### Text block
-------------------------
Cultural Trauma and Design

03 Apr 2020

I’ve been exploring what frameworks are already in place to tackle cultural trauma as a design problem. The issue that I see at stake here is defining first what on earth is ‘the problem’ or even, if there is ‘a problem’. More generally, what is this thing of using design to solve problems? How can a designer even claim that his/her/their solution has ‘solved’ the alleged problem?

I’ll try to explain myself: I understand cultural trauma as a group-shaped, but individually experienced memory that has deep cultural and narrative underpinnings. The cultural component of trauma revolves around indirect manifestations of the trauma through displacement, such as higher than average levels of alcoholism or drug addiction in some marginalized communities. There is also a narrative component that pertains to the explicit awareness and willingness among communities to share stories related to the [traumatic] past. Each facet could be subject of different design interventions from the field of information.

The cultural component of cultural trauma is a concern for public health informatics. Typically, when trauma appears in this research is mostly linked to individual cases of trauma. Yet, the robus tradition of PHI in data science is an opportunity for the field to find patterns of trauma at a larger scale (by aggregating de-identified cases of specific traumas such as PTSD) to specific locations or events. This is one way of talking about collected trauma. That is, a collection of cases of trauma resulting from a common incident or experience, whose societal effects are larger than the sum of individual cases.
-------------------------
### Material provided

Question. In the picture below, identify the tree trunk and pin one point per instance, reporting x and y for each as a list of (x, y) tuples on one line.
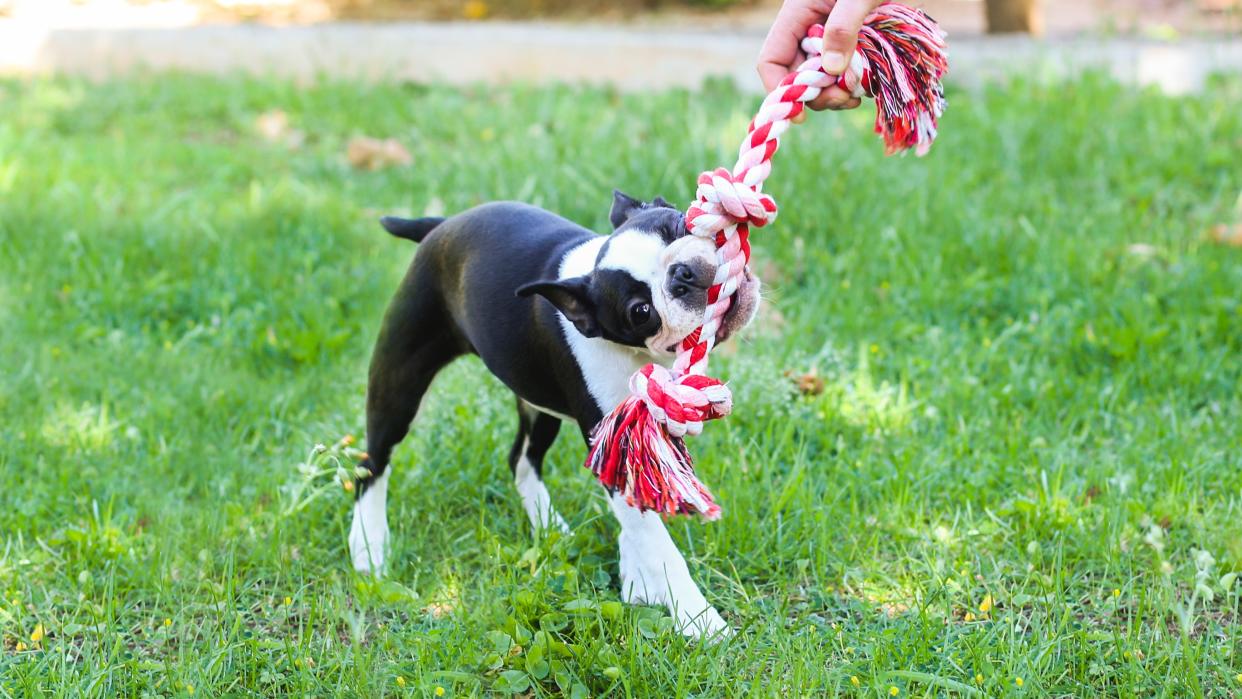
[(1012, 16)]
-------------------------
### Directions
1. Rewrite the paragraph of the post on cultural trauma and design that begins "I’ll try to explain myself" as a short bulleted list, keeping its main facts.
2. List every field or discipline that the post on cultural trauma and design names.
3. Answer from the post on cultural trauma and design:
(a) On what date was it posted?
(b) Which indirect manifestations of trauma does it give as examples of the cultural component?
(c) Which specific trauma does it name as one whose de-identified cases could be aggregated?
The data plays no part in what follows.

### Solutions for each task
1.
- Cultural trauma is a memory shaped by a group but experienced individually, with deep cultural and narrative underpinnings.
- Its cultural component involves indirect manifestations of trauma through displacement, such as higher than average alcoholism or drug addiction in some marginalized communities.
- Its narrative component concerns communities' explicit awareness of the traumatic past and their willingness to share stories about it.
- Each component could be the subject of different design interventions from the field of information.

2.
- Design
- Information
- Public health informatics (PHI)
- Data science

3.
(a) 03 Apr 2020
(b) Higher than average levels of alcoholism or drug addiction in some marginalized communities
(c) PTSD